# What this task involves
Rewrite every one of the rows below as a Markdown table with two columns, "No." for the row number and "Line" for the line itself, and skip any blank lines.

# Data excerpts
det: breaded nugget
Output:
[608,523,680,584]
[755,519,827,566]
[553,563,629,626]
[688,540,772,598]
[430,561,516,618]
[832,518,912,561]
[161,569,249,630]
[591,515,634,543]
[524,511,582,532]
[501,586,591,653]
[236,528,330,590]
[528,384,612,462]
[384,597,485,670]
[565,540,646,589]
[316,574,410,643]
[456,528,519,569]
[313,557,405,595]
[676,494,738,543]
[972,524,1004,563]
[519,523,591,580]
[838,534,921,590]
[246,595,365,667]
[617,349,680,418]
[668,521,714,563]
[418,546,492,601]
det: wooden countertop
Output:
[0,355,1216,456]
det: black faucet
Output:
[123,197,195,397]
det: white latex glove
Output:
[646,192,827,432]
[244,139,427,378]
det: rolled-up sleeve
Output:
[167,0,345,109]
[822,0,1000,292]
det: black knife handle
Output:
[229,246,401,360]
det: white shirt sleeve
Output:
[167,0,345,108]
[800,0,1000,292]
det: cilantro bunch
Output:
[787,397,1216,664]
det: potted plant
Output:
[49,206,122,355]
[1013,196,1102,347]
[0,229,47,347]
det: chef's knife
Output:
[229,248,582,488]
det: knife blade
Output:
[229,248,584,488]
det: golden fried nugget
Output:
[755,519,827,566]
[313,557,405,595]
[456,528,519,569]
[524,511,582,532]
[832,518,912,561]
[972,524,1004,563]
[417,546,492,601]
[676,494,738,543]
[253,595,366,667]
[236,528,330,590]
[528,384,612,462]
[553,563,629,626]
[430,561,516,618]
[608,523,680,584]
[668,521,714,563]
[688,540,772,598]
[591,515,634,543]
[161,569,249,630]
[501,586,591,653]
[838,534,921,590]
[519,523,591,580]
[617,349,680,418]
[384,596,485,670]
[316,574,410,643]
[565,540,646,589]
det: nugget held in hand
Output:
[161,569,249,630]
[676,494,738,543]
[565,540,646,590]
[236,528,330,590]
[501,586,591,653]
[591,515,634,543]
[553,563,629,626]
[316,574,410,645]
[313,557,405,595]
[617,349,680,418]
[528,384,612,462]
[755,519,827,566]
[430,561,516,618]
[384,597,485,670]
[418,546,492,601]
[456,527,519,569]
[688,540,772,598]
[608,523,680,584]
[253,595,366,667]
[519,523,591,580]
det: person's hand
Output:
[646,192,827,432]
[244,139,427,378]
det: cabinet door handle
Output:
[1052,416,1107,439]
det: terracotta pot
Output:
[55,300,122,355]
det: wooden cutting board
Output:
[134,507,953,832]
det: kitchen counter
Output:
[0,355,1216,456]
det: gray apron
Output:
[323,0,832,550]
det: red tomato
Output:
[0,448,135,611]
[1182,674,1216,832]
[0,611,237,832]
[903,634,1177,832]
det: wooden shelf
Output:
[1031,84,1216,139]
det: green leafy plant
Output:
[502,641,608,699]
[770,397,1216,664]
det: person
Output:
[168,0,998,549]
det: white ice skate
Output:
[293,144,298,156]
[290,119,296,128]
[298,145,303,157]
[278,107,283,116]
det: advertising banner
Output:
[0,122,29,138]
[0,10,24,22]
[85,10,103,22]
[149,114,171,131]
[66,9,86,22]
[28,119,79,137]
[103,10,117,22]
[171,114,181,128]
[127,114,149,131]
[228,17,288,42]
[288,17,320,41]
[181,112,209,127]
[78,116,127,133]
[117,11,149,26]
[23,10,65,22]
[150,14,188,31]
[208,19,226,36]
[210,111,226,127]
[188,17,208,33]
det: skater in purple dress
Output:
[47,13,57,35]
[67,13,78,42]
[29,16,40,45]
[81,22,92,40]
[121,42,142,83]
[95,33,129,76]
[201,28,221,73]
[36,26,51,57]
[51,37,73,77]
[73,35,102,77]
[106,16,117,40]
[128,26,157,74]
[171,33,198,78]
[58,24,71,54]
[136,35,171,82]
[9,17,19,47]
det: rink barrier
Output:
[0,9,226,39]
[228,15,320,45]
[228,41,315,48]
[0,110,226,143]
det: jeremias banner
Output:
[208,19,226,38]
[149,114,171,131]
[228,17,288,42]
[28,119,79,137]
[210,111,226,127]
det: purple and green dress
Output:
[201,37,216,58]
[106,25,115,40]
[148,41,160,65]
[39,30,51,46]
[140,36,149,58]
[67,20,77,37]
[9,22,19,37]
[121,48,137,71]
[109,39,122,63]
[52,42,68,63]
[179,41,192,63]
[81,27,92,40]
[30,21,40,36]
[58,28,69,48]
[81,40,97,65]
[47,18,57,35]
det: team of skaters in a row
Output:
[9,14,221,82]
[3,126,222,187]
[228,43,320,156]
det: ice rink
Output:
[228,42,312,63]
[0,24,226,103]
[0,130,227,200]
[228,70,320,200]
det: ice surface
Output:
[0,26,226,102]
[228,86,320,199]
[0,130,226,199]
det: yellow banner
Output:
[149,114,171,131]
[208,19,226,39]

# Complete answer
| No. | Line |
|---|---|
| 1 | det: breaded nugget |
| 2 | Output: |
| 3 | [608,523,680,584] |
| 4 | [755,519,827,566] |
| 5 | [553,563,629,626] |
| 6 | [688,540,772,598] |
| 7 | [430,561,516,618] |
| 8 | [832,518,912,561] |
| 9 | [161,569,249,630] |
| 10 | [591,515,634,543] |
| 11 | [524,511,582,532] |
| 12 | [501,586,591,653] |
| 13 | [236,528,330,590] |
| 14 | [528,384,612,462] |
| 15 | [384,597,485,670] |
| 16 | [565,540,646,589] |
| 17 | [316,574,410,643] |
| 18 | [456,528,519,569] |
| 19 | [313,557,405,595] |
| 20 | [676,494,738,543] |
| 21 | [972,524,1004,563] |
| 22 | [519,523,591,580] |
| 23 | [838,534,921,590] |
| 24 | [246,595,365,667] |
| 25 | [617,349,680,418] |
| 26 | [668,521,714,563] |
| 27 | [418,546,492,601] |
| 28 | det: wooden countertop |
| 29 | Output: |
| 30 | [0,355,1216,456] |
| 31 | det: black faucet |
| 32 | Output: |
| 33 | [123,197,195,397] |
| 34 | det: white latex glove |
| 35 | Output: |
| 36 | [646,192,827,432] |
| 37 | [244,139,427,378] |
| 38 | det: rolled-up sleeve |
| 39 | Output: |
| 40 | [167,0,345,109] |
| 41 | [822,0,1000,292] |
| 42 | det: black knife handle |
| 43 | Output: |
| 44 | [229,246,401,360] |
| 45 | det: white shirt sleeve |
| 46 | Output: |
| 47 | [167,0,345,108] |
| 48 | [800,0,1000,292] |
| 49 | det: cilantro bunch |
| 50 | Output: |
| 51 | [787,397,1216,664] |
| 52 | det: potted plant |
| 53 | Output: |
| 54 | [49,206,122,355] |
| 55 | [1013,196,1102,347] |
| 56 | [0,229,47,347] |
| 57 | det: chef's knife |
| 58 | Output: |
| 59 | [229,248,582,488] |
| 60 | det: knife blade |
| 61 | Output: |
| 62 | [229,248,584,488] |
| 63 | det: golden fried nugget |
| 64 | Output: |
| 65 | [755,519,827,566] |
| 66 | [313,557,405,595] |
| 67 | [456,528,519,569] |
| 68 | [524,511,582,532] |
| 69 | [832,518,912,561] |
| 70 | [972,524,1004,563] |
| 71 | [417,546,492,601] |
| 72 | [676,494,738,543] |
| 73 | [253,595,366,667] |
| 74 | [236,528,330,590] |
| 75 | [528,384,612,462] |
| 76 | [553,563,629,626] |
| 77 | [430,561,516,618] |
| 78 | [608,523,680,584] |
| 79 | [668,521,714,563] |
| 80 | [688,540,772,598] |
| 81 | [591,515,634,543] |
| 82 | [161,569,249,630] |
| 83 | [501,586,591,653] |
| 84 | [838,534,921,590] |
| 85 | [519,523,591,580] |
| 86 | [617,349,680,418] |
| 87 | [384,596,485,670] |
| 88 | [316,574,410,643] |
| 89 | [565,540,646,589] |
| 90 | det: nugget held in hand |
| 91 | Output: |
| 92 | [161,569,249,630] |
| 93 | [676,494,738,543] |
| 94 | [565,540,646,590] |
| 95 | [236,528,330,590] |
| 96 | [501,586,591,653] |
| 97 | [591,515,634,543] |
| 98 | [553,563,629,626] |
| 99 | [316,574,410,645] |
| 100 | [313,557,405,595] |
| 101 | [617,349,680,418] |
| 102 | [528,384,612,462] |
| 103 | [755,519,827,566] |
| 104 | [430,561,516,618] |
| 105 | [384,597,485,670] |
| 106 | [418,546,492,601] |
| 107 | [456,527,519,569] |
| 108 | [688,540,772,598] |
| 109 | [608,523,680,584] |
| 110 | [253,595,366,667] |
| 111 | [519,523,591,580] |
| 112 | det: person's hand |
| 113 | Output: |
| 114 | [646,192,827,432] |
| 115 | [244,139,427,378] |
| 116 | det: cabinet door handle |
| 117 | Output: |
| 118 | [1052,416,1107,439] |
| 119 | det: terracotta pot |
| 120 | Output: |
| 121 | [55,300,122,355] |
| 122 | det: wooden cutting board |
| 123 | Output: |
| 124 | [134,507,953,832] |
| 125 | det: kitchen counter |
| 126 | Output: |
| 127 | [0,355,1216,456] |
| 128 | det: gray apron |
| 129 | Output: |
| 130 | [323,0,832,550] |
| 131 | det: red tomato |
| 132 | Output: |
| 133 | [0,448,135,611] |
| 134 | [1182,674,1216,832] |
| 135 | [0,611,237,832] |
| 136 | [903,634,1177,832] |
| 137 | det: wooden shelf |
| 138 | Output: |
| 139 | [1031,84,1216,139] |
| 140 | det: green leafy plant |
| 141 | Output: |
| 142 | [502,641,608,699] |
| 143 | [770,397,1216,664] |
| 144 | det: person |
| 145 | Output: |
| 146 | [168,0,998,549] |
| 147 | det: white ice skate |
| 148 | Output: |
| 149 | [293,144,298,156] |
| 150 | [290,119,296,128] |
| 151 | [298,145,303,157] |
| 152 | [278,107,283,116] |
| 153 | det: advertising banner |
| 154 | Output: |
| 155 | [0,122,29,138] |
| 156 | [0,10,24,22] |
| 157 | [85,10,103,22] |
| 158 | [149,114,171,131] |
| 159 | [66,9,86,22] |
| 160 | [28,119,79,137] |
| 161 | [103,10,117,22] |
| 162 | [171,114,181,128] |
| 163 | [127,114,149,131] |
| 164 | [228,17,288,42] |
| 165 | [288,17,320,41] |
| 166 | [181,112,209,127] |
| 167 | [78,116,127,133] |
| 168 | [117,11,149,26] |
| 169 | [23,10,65,22] |
| 170 | [150,14,188,31] |
| 171 | [208,19,226,36] |
| 172 | [210,111,226,127] |
| 173 | [188,17,208,33] |
| 174 | det: skater in purple dress |
| 175 | Output: |
| 176 | [47,13,57,35] |
| 177 | [67,13,78,42] |
| 178 | [29,16,40,45] |
| 179 | [81,22,92,40] |
| 180 | [121,42,142,83] |
| 181 | [95,33,129,76] |
| 182 | [201,28,221,73] |
| 183 | [36,26,51,57] |
| 184 | [51,37,73,77] |
| 185 | [73,35,102,77] |
| 186 | [106,16,117,40] |
| 187 | [128,26,157,74] |
| 188 | [171,33,198,78] |
| 189 | [58,24,71,54] |
| 190 | [136,35,171,82] |
| 191 | [9,17,19,47] |
| 192 | det: rink barrier |
| 193 | Output: |
| 194 | [0,9,226,39] |
| 195 | [228,15,320,45] |
| 196 | [228,41,315,48] |
| 197 | [0,110,226,143] |
| 198 | det: jeremias banner |
| 199 | Output: |
| 200 | [208,19,226,38] |
| 201 | [149,114,171,131] |
| 202 | [228,17,288,42] |
| 203 | [28,119,79,137] |
| 204 | [210,111,226,127] |
| 205 | det: purple and green dress |
| 206 | Output: |
| 207 | [201,37,216,58] |
| 208 | [106,25,115,40] |
| 209 | [148,41,160,65] |
| 210 | [39,30,51,46] |
| 211 | [140,36,149,58] |
| 212 | [67,20,77,37] |
| 213 | [9,22,19,37] |
| 214 | [121,48,137,71] |
| 215 | [109,39,122,63] |
| 216 | [52,42,68,63] |
| 217 | [179,41,192,63] |
| 218 | [81,27,92,40] |
| 219 | [30,21,40,36] |
| 220 | [58,28,69,48] |
| 221 | [81,40,97,65] |
| 222 | [47,18,57,35] |
| 223 | det: team of skaters in a row |
| 224 | Output: |
| 225 | [9,14,221,82] |
| 226 | [3,126,222,187] |
| 227 | [228,43,320,156] |
| 228 | det: ice rink |
| 229 | Output: |
| 230 | [228,42,312,63] |
| 231 | [0,24,226,103] |
| 232 | [0,130,227,200] |
| 233 | [228,70,320,200] |
| 234 | det: ice surface |
| 235 | Output: |
| 236 | [0,26,226,102] |
| 237 | [228,86,320,199] |
| 238 | [0,130,226,199] |
| 239 | det: yellow banner |
| 240 | Output: |
| 241 | [149,114,171,131] |
| 242 | [208,19,226,39] |